• [WHAT YOU NEED TO DO] Copy the cookbook text below, beginning at the words "This Sunday afternoon" and stopping after "journalist Geraldine Doogue.", and swap "pre-launch event" for "preview event".

Marta and Ilya Pinhasov (pictured above) are originally from Central Asia. The art of making dushpera (dumplings from the region served in chicken stock with lemon, herbs, chickpeas and dried sour cherries) from scratch requires input from the whole family. Photos: David Mane

Over the past four years, journalist and author Irris Makler, a former Sydney local now residing in Jerusalem, has been photographing and interviewing survivors as they prepare traditional family specialities with their sous chefs – the beloved grandchildren – by their sides.

The culmination of hours upon hours spent in kitchen after kitchen has come together in Makler’s latest book, Just Add Love: Holocaust Survivors Share Their Stories and Recipes, which will be launched at upcoming events in Sydney, Canberra and Melbourne.

This Sunday afternoon (March 31), a pre-launch event at the National Council of Jewish Women of Australia (NSW) will see Makler in conversation with leading Australian journalist Geraldine Doogue. 

In Makler’s book, there is a diverse collection of survivors’ recipes – matzah balls, challah, dumplings, labne, chocolate, walnut and sour cherry cake, babka and more.

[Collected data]
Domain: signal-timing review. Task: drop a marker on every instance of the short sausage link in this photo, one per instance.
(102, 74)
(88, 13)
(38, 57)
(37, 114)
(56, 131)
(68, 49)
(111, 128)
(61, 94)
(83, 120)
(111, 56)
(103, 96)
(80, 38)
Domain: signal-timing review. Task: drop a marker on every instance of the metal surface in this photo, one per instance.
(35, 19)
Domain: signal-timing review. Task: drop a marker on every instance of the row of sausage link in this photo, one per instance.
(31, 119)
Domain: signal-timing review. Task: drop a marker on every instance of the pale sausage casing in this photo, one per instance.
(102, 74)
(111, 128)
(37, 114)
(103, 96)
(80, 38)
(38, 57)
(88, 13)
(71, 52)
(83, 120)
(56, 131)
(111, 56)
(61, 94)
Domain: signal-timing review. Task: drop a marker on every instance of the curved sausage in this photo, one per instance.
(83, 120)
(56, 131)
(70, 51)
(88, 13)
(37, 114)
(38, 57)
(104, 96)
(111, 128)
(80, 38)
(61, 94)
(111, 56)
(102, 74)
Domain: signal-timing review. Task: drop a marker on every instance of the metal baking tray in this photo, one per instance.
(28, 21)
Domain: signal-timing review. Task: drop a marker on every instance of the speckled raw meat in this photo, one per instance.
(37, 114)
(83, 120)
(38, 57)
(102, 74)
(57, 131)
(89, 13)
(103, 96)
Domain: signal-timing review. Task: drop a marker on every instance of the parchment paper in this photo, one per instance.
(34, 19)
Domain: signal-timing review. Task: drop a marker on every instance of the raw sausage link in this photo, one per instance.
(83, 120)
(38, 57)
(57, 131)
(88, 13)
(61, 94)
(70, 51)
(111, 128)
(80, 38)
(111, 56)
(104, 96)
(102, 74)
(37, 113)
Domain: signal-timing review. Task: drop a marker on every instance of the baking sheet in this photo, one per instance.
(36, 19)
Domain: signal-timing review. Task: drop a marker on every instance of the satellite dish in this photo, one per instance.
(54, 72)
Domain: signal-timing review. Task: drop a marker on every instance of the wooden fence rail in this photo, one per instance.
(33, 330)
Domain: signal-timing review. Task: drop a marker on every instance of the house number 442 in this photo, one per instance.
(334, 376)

• [THE COMPLETED TASK]
This Sunday afternoon (March 31), a preview event at the National Council of Jewish Women of Australia (NSW) will see Makler in conversation with leading Australian journalist Geraldine Doogue.